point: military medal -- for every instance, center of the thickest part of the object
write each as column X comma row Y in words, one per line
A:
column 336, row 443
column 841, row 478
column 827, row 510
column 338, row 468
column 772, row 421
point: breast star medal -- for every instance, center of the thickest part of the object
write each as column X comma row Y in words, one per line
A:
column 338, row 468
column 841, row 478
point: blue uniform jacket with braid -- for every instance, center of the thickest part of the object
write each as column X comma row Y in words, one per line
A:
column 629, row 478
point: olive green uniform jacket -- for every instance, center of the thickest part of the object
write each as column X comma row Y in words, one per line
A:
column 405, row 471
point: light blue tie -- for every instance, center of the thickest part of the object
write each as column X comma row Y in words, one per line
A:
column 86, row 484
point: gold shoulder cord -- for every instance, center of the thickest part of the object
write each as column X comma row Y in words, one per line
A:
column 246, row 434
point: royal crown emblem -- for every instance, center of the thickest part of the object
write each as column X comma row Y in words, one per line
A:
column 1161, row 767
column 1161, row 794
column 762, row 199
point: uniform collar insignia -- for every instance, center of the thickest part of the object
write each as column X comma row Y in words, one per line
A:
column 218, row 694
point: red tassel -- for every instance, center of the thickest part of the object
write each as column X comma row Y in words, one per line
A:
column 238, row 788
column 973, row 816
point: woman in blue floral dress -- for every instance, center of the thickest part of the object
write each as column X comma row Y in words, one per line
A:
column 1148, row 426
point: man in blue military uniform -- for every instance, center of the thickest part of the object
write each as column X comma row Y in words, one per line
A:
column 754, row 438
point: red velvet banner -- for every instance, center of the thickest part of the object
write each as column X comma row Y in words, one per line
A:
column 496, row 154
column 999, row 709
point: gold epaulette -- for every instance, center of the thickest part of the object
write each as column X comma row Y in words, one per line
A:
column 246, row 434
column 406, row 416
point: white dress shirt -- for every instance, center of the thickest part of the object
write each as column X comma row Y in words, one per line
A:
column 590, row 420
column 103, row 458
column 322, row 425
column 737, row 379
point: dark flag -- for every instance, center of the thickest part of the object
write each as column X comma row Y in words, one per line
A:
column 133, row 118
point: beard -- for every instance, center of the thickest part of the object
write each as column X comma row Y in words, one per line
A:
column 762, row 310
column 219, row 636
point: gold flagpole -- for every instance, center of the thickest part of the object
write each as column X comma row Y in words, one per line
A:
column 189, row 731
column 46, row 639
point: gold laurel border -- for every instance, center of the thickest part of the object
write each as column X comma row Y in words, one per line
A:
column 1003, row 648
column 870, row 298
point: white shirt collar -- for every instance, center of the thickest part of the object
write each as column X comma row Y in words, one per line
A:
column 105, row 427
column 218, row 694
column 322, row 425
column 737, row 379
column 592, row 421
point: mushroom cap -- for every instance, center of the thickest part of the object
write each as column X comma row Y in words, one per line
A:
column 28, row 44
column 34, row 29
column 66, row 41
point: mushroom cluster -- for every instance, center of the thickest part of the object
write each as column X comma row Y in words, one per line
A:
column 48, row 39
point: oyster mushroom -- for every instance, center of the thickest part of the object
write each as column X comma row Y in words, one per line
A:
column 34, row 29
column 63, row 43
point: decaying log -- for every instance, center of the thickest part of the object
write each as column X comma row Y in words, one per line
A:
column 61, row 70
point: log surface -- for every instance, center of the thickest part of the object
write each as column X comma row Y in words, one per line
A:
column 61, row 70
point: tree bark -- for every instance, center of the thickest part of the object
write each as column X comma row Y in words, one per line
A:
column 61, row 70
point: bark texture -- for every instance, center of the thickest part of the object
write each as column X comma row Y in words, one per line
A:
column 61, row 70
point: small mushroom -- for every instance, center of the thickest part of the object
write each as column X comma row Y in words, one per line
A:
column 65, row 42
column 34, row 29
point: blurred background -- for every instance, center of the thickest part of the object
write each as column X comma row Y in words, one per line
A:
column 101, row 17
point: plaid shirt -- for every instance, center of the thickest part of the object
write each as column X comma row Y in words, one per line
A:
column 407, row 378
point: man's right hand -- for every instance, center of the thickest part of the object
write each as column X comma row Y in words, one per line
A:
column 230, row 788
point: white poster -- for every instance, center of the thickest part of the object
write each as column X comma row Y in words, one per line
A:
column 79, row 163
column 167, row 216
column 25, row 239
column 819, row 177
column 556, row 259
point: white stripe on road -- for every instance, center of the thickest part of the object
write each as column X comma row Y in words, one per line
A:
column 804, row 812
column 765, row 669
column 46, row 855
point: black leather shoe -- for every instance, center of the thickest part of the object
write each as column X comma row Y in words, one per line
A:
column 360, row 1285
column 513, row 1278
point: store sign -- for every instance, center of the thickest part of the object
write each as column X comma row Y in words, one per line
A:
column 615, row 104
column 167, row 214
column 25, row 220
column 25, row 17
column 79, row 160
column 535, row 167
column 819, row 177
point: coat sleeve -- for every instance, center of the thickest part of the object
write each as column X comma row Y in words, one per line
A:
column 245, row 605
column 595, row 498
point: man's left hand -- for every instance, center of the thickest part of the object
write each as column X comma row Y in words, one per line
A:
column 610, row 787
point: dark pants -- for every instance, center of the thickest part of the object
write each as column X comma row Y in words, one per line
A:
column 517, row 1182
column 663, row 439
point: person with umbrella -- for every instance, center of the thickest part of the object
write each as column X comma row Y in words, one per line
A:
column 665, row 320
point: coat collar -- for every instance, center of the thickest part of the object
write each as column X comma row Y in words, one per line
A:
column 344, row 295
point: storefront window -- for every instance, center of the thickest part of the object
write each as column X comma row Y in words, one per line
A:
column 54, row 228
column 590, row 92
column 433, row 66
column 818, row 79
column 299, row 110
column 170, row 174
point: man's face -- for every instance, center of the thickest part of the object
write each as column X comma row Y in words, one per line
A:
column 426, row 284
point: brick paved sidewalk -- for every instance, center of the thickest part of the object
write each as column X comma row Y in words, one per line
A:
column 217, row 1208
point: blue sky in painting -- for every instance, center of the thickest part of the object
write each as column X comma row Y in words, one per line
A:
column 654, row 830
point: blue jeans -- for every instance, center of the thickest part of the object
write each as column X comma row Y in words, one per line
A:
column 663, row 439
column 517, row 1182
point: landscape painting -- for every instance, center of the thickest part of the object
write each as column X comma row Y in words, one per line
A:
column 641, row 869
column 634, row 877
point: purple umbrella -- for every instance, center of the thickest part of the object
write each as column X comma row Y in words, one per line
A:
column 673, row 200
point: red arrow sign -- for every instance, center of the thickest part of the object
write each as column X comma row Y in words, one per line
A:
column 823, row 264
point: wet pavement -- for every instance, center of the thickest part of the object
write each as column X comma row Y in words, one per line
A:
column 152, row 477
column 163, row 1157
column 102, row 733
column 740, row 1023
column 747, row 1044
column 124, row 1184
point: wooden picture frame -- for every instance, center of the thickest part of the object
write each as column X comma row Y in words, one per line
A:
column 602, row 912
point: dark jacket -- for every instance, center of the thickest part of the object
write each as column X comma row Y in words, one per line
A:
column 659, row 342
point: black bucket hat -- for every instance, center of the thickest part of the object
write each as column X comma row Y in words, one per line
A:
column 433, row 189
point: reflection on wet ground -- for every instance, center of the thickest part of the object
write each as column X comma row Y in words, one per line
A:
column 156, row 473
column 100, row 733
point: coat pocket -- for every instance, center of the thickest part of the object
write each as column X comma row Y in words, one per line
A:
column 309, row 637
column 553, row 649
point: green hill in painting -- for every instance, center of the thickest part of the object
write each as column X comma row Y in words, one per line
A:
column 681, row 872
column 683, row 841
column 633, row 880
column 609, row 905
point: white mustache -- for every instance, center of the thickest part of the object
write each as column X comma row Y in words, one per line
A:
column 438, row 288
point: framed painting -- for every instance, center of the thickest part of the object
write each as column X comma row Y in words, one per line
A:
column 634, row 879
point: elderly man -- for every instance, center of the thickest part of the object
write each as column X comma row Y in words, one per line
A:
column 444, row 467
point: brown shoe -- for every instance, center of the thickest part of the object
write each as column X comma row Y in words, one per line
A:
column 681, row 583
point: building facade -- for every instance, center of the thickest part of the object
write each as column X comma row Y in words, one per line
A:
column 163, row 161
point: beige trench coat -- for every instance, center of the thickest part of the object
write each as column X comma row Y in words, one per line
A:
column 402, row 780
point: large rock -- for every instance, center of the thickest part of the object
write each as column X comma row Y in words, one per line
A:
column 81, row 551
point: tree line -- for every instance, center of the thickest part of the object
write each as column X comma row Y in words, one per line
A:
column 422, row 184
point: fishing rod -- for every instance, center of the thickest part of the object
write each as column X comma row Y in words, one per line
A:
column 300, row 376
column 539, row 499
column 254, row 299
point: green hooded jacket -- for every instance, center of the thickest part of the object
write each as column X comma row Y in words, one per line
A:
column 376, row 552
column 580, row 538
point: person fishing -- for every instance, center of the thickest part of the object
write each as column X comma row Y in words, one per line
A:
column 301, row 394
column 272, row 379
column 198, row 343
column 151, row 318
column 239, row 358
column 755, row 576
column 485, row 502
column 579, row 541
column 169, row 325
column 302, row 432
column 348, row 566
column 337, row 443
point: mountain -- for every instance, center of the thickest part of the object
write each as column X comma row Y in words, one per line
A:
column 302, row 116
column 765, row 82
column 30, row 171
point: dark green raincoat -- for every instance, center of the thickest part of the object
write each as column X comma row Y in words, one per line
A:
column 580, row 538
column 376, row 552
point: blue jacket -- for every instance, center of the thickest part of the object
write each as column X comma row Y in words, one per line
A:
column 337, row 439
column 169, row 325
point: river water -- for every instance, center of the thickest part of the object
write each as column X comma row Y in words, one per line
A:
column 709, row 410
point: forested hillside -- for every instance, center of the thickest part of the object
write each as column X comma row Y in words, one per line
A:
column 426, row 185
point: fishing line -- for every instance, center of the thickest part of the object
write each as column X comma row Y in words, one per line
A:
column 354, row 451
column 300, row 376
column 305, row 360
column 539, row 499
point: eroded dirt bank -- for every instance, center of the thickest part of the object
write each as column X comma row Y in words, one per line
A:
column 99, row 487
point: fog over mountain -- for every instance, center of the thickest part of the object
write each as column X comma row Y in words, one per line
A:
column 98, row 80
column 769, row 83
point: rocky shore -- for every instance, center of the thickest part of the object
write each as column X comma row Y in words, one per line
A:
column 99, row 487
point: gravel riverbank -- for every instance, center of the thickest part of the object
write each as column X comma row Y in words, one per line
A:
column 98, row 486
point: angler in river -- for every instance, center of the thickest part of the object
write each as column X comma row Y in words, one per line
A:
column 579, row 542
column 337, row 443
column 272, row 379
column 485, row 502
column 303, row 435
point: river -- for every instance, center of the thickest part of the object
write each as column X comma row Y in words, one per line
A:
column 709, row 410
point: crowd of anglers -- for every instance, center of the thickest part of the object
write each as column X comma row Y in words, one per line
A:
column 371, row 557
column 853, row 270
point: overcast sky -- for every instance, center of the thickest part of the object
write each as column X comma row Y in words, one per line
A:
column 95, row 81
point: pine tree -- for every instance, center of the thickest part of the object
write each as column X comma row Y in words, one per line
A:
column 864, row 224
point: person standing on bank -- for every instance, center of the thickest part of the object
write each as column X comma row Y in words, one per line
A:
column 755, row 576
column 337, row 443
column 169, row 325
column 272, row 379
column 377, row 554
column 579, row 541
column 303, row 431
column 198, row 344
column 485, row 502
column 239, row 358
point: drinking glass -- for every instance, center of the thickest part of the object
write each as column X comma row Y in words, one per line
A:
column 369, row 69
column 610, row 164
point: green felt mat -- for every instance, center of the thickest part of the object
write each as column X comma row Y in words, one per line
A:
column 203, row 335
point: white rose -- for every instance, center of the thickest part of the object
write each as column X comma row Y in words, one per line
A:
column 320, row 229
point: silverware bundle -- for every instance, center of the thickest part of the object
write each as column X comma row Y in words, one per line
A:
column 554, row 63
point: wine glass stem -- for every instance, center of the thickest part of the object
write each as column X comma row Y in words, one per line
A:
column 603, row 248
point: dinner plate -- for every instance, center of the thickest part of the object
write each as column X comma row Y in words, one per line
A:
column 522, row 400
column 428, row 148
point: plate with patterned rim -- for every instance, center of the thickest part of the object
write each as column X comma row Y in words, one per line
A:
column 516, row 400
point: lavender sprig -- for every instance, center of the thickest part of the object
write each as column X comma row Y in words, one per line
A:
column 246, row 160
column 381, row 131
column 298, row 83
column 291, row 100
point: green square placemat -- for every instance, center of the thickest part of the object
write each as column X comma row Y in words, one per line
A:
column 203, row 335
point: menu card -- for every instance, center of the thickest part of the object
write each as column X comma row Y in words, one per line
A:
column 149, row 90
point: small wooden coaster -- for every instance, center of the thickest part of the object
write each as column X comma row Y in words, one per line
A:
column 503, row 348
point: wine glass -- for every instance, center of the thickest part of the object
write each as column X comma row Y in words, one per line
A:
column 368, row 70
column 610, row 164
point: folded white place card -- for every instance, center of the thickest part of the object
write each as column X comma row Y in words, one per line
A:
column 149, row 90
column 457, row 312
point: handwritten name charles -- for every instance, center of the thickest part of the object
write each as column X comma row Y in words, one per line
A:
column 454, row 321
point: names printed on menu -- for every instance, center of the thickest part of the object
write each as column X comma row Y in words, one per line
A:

□ □ □ □ □ □ □

• **THE EXERCISE**: Copy the entries starting at the line that contains "point: folded white" and ending at the end of the entries, with "handwritten" replaced by "cursive" and nothing else changed. Give only those lines.

• **RESULT FOR THIS EXERCISE**:
point: folded white place card -- for every instance, center of the thickest part of the object
write each as column X comma row Y in words, one per line
A:
column 149, row 90
column 457, row 312
point: cursive name charles -- for every instance, center of the thickest part of the object
write each as column X comma row Y in words, one per line
A:
column 454, row 321
point: names printed on menu -- for every instance, center of the thickest part of the object
write each as column X comma row Y in words, one per line
A:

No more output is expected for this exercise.